Document:

Multi-dimensional Challenges

Drones are sophisticated devices integrating flight control systems, power systems, and sensor-communication systems. Their core components are highly sensitive to environmental factors such as temperature, pressure, and humidity:

Flight Control & Circuitry

Extreme Challenges: Humidity and heat causing circuit short-circuits; thermal shock inducing solder joint fatigue.

Core Tests: Constant temperature and humidity testing, rapid thermal cycling.

Reference Standards: GJB 150.9A-2009, IEC 60068-2-14.

Composite Structures

Extreme Challenges: Thermal cycling induces micro-cracks in materials; accelerated UV ageing.

Core Tests: Thermal cycling testing, UV ageing trials.

Reference Standards: ASTM D5229, GB/T 14522.

Power Systems and Motors

Extreme Challenges: Impaired heat dissipation and efficiency reduction at low pressure; lubrication failure at low temperatures.

Core Tests: Low-pressure (altitude) testing, low-temperature start-up and operation testing.

Reference Standards: RTCA DO-160G, GB/T 2423.1.

Testing Solutions

To address these challenges, Sanwood Technology offers drone manufacturers a suite of specialised environmental simulation testing solutions:

Thermal Shock Test Chamber

Temperature Shock Range: -65°C to +150°C

Transition Time: ≤10 seconds

Enables thermal shock testing to validate battery endurance, electronic system performance, and other critical characteristics.

Material:
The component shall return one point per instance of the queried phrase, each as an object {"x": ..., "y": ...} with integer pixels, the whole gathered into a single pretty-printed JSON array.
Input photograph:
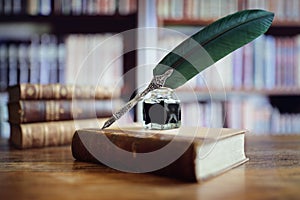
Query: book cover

Directions for this task:
Extend the text on environmental testing for drones, beginning after its final sentence.

Task result:
Altitude Test Chamber

Temperature Range: -70°C to +180°C

Pressure Range: Atmospheric to 5.0 kPa

Pressure Deviation: ≤±2 kPa

Simulates high-altitude environments for low-pressure testing, assisting clients in evaluating product tolerance under reduced atmospheric conditions.

AGREE Test Chamber

Temperature Range: -70°C to +180°C

Humidity Range: 20%RH to 98%RH

Temperature Deviation: ≤±2°C (unloaded, steady-state)

Simulates complex environments involving temperature, humidity, and vibration, supporting comprehensive product validation.

Conclusion

For any product, reliability forms the bedrock of consumer trust. Comprehensive environmental simulation testing ensures the dependability of unmanned aerial vehicles. Sanwood Technology is dedicated to providing professional, precise, and efficient environmental testing solutions for drone enterprises. We assist clients in identifying issues and optimising designs during the product development phase, thereby shortening development cycles and reducing the risk of field failures.